Supplied data:
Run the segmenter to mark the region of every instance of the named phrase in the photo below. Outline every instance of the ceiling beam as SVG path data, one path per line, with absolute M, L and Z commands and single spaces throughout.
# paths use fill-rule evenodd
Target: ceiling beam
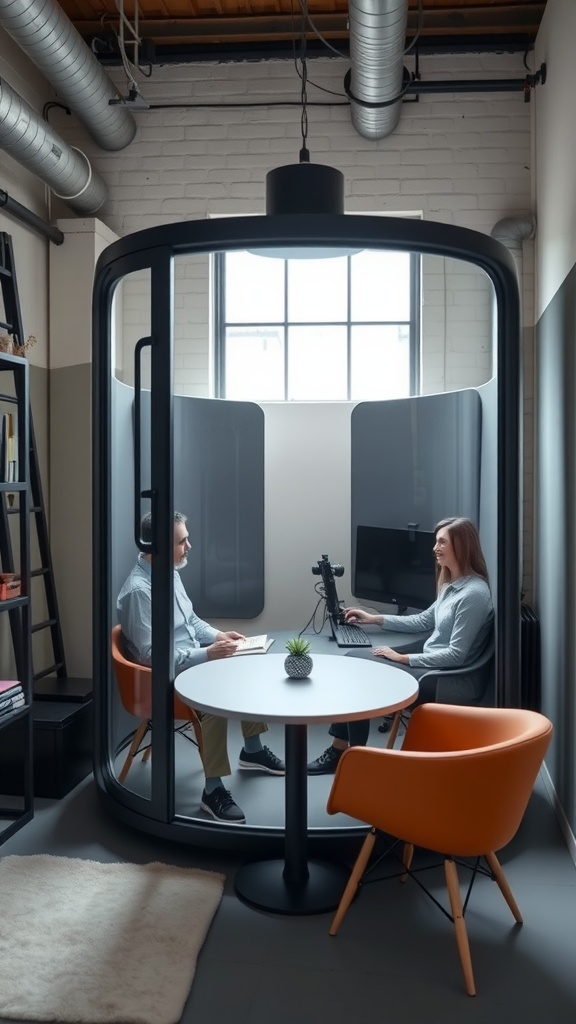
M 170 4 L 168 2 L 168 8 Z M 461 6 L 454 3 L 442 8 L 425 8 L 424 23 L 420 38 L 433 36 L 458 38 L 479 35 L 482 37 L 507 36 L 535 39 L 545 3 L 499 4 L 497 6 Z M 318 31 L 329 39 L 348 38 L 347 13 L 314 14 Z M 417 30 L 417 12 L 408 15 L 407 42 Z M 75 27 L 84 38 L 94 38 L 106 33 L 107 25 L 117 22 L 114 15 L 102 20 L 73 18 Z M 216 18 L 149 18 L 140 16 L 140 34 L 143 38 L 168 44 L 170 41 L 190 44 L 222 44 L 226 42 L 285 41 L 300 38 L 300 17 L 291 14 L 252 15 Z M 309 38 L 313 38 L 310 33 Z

==

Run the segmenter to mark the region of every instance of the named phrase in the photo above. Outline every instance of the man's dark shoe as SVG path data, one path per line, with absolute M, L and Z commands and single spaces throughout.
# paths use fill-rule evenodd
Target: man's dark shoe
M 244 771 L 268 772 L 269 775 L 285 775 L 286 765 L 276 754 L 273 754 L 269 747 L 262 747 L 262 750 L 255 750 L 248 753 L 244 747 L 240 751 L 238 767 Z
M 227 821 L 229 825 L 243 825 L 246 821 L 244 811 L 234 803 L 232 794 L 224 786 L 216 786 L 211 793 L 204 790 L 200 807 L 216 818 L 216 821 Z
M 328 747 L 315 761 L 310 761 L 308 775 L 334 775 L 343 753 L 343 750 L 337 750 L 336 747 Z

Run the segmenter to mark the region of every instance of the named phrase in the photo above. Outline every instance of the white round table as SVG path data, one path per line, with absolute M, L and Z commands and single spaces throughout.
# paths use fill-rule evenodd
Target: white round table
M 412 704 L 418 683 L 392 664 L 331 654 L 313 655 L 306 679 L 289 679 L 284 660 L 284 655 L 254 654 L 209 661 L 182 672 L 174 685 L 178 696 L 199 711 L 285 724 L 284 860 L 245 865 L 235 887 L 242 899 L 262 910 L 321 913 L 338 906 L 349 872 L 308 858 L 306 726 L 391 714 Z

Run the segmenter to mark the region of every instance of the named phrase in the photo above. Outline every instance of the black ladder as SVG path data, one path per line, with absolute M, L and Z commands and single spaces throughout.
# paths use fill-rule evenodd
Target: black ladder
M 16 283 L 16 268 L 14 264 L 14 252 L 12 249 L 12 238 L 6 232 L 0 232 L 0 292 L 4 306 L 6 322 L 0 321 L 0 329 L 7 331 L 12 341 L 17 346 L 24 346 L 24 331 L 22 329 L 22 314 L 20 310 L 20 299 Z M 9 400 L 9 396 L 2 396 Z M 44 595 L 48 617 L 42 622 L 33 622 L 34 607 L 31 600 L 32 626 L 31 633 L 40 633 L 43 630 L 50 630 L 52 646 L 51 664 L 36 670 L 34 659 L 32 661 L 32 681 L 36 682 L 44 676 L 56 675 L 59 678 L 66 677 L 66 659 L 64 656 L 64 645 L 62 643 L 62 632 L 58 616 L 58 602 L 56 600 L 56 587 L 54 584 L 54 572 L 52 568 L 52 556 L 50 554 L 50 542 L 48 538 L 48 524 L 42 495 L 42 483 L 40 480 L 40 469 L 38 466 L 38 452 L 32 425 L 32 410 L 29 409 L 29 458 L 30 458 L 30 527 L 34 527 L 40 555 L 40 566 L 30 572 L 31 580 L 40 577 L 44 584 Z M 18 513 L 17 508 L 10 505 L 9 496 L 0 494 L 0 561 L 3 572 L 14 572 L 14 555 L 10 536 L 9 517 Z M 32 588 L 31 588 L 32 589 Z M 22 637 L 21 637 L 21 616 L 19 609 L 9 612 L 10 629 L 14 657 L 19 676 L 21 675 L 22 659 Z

Problem requirements: Look for the word "above" in the data, then return every line that contains it.

Exercise solution:
Run the segmenter to mark the region of every instance of the named phrase in the photo above. Outline every instance of the man's dark shoe as SVG path data, one path per line, with absolute M, L and Z commands and single spaces throughout.
Run the segmenter to mark the region of every instance of the named phrase in the photo above. Outline every instance of the white round table as SVG path data, one path per line, with absolute M, L and Z commands and single spaces throughout.
Run the segmenter to mark the region of every instance of the named phrase in the photo above. Outline every instance of the black ladder as SVG path data, one path per line, with absolute M, L and Z commands and single spaces throughout.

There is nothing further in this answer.